- **TEXTE PRÉSENTÉ**:
>>>

Certaines victimes vont présenter une amnésie traumatique. C'est le cas, par exemple, de Cécile, une femme de 41 ans, violée à l'âge de 5 ans par son cousin. Malgré l'expiration d'un délai légal de prescription, cette victime a tenu à porter plainte. Devant la Cour de cassation, le 6 novembre dernier, son avocat a souligné la différence de traitement entre les victimes de violences sexuelles et les victimes d'abus de biens sociaux, ces dernières bénéficiant d'une prescription courant à partir du moment où les faits sont révélés. Notre législation considère donc que ce meurtre psychologique est moins important que les abus qui portent sur les biens matériels.
Quand allez-vous nous soumettre, madame la ministre, un projet de loi pour que la prescription des violences sexuelles soit traitée a minima comme celle des abus de biens sociaux ? Pourquoi ne pas envisager une imprescriptibilité ? Compte tenu du fait qu'une agression sexuelle ou un viol causent des dégâts psychologiques identiques, peut-on espérer qu'ils ne constituent plus qu'un seul crime, celui de violences sexuelles ?

<<<

- **CONSIGNE A**:
Retranscrivez intégralement le texte sur la prescription des violences sexuelles, sans en modifier un mot.

- **DONNÉES DE TRAVAIL**:
>>>

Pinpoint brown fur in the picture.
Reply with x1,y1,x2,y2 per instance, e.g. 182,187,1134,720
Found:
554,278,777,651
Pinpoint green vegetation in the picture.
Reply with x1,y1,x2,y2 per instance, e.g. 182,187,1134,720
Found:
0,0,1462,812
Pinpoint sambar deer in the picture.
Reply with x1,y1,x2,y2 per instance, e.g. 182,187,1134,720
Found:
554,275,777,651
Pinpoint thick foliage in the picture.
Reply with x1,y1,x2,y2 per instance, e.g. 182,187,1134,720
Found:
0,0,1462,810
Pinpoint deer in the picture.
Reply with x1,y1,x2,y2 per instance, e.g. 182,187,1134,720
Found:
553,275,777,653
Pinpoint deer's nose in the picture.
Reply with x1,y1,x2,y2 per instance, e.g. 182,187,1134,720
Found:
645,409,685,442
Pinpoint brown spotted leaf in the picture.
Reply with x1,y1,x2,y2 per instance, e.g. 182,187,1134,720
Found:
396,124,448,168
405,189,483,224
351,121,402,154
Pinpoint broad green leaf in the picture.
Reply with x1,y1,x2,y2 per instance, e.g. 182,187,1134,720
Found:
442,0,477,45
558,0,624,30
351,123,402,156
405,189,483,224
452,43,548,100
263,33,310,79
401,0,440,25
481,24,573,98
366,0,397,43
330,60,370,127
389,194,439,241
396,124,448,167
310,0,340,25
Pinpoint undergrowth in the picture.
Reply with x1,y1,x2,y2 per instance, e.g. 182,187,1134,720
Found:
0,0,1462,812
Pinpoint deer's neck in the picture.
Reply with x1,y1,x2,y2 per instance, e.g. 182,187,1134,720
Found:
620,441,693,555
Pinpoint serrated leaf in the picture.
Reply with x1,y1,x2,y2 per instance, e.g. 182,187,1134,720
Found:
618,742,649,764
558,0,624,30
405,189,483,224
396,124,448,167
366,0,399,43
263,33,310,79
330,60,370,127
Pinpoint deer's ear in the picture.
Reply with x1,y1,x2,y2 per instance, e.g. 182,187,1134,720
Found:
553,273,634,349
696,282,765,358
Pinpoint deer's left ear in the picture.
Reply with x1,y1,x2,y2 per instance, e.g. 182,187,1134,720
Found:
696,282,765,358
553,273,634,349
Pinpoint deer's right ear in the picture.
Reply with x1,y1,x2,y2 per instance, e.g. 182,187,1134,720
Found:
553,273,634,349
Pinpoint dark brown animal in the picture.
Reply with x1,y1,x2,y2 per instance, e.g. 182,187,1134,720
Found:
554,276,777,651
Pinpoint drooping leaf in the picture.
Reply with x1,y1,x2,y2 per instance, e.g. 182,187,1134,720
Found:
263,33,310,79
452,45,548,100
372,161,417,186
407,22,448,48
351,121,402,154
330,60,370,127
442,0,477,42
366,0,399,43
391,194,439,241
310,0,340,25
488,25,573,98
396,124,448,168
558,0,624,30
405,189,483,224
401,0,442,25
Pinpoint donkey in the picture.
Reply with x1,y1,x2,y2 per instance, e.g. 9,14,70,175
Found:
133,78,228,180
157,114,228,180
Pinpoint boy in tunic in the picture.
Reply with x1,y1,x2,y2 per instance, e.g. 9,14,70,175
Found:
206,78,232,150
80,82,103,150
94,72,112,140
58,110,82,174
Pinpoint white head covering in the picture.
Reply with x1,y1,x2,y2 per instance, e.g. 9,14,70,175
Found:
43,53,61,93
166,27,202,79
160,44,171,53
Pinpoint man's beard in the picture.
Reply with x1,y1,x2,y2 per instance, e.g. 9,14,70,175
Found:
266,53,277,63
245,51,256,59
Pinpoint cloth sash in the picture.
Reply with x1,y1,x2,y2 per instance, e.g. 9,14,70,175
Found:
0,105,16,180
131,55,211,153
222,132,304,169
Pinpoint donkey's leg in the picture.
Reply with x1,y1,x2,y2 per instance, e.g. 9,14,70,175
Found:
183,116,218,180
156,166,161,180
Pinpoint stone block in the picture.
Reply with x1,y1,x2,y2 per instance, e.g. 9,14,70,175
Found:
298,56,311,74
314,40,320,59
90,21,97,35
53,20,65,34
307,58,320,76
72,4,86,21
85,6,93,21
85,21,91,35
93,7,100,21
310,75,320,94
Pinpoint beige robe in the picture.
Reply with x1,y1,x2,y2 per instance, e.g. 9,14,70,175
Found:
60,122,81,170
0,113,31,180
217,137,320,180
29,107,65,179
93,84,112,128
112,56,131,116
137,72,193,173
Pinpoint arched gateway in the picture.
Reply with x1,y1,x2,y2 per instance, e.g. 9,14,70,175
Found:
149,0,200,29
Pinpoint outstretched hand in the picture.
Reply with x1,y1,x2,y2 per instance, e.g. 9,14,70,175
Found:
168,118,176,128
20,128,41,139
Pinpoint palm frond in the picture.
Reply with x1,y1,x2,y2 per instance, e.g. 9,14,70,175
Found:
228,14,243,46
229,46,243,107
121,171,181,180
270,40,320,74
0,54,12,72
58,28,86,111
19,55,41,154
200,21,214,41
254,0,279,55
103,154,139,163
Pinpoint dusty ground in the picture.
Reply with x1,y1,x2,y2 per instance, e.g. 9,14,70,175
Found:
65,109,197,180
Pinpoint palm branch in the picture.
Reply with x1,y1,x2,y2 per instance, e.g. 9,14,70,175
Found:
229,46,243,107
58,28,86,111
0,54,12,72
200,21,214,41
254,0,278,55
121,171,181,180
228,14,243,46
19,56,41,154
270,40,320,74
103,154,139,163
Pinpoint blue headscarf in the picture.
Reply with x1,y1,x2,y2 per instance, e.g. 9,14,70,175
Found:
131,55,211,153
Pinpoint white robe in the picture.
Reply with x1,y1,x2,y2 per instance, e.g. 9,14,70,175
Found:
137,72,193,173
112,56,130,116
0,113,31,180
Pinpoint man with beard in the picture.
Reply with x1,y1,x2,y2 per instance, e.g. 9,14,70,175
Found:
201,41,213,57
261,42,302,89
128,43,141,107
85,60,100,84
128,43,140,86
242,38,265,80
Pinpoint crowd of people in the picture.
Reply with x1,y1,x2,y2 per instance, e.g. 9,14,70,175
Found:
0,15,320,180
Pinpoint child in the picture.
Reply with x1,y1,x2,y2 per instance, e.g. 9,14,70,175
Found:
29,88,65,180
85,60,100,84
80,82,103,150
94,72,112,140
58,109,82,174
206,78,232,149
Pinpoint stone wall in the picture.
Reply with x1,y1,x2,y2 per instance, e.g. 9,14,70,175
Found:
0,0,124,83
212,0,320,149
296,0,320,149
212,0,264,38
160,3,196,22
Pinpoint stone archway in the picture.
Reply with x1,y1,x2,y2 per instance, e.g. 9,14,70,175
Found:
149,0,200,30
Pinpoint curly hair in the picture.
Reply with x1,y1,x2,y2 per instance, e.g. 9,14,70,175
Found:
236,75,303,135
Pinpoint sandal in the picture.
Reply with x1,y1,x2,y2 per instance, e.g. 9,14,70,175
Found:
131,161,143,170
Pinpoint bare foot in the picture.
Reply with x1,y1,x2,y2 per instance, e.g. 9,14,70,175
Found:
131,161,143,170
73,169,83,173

<<<

- **CONSIGNE B**:
Dans les lignes de données, mettez sous forme de liste numérotée tout ce qui va de la ligne contenant « Pinpoint deer's right ear in the picture. » à la ligne contenant « 157,114,228,180 », ces deux lignes comprises. Omettez les lignes vides.

- **RÉPONSE A**:
Certaines victimes vont présenter une amnésie traumatique. C'est le cas, par exemple, de Cécile, une femme de 41 ans, violée à l'âge de 5 ans par son cousin. Malgré l'expiration d'un délai légal de prescription, cette victime a tenu à porter plainte. Devant la Cour de cassation, le 6 novembre dernier, son avocat a souligné la différence de traitement entre les victimes de violences sexuelles et les victimes d'abus de biens sociaux, ces dernières bénéficiant d'une prescription courant à partir du moment où les faits sont révélés. Notre législation considère donc que ce meurtre psychologique est moins important que les abus qui portent sur les biens matériels.
Quand allez-vous nous soumettre, madame la ministre, un projet de loi pour que la prescription des violences sexuelles soit traitée a minima comme celle des abus de biens sociaux ? Pourquoi ne pas envisager une imprescriptibilité ? Compte tenu du fait qu'une agression sexuelle ou un viol causent des dégâts psychologiques identiques, peut-on espérer qu'ils ne constituent plus qu'un seul crime, celui de violences sexuelles ?

- **RÉPONSE B**:
1. Pinpoint deer's right ear in the picture.
2. Reply with x1,y1,x2,y2 per instance, e.g. 182,187,1134,720
3. Found:
4. 553,273,634,349
5. Pinpoint dark brown animal in the picture.
6. Reply with x1,y1,x2,y2 per instance, e.g. 182,187,1134,720
7. Found:
8. 554,276,777,651
9. Pinpoint drooping leaf in the picture.
10. Reply with x1,y1,x2,y2 per instance, e.g. 182,187,1134,720
11. Found:
12. 263,33,310,79
13. 452,45,548,100
14. 372,161,417,186
15. 407,22,448,48
16. 351,121,402,154
17. 330,60,370,127
18. 442,0,477,42
19. 366,0,399,43
20. 391,194,439,241
21. 310,0,340,25
22. 488,25,573,98
23. 396,124,448,168
24. 558,0,624,30
25. 405,189,483,224
26. 401,0,442,25
27. Pinpoint donkey in the picture.
28. Reply with x1,y1,x2,y2 per instance, e.g. 9,14,70,175
29. Found:
30. 133,78,228,180
31. 157,114,228,180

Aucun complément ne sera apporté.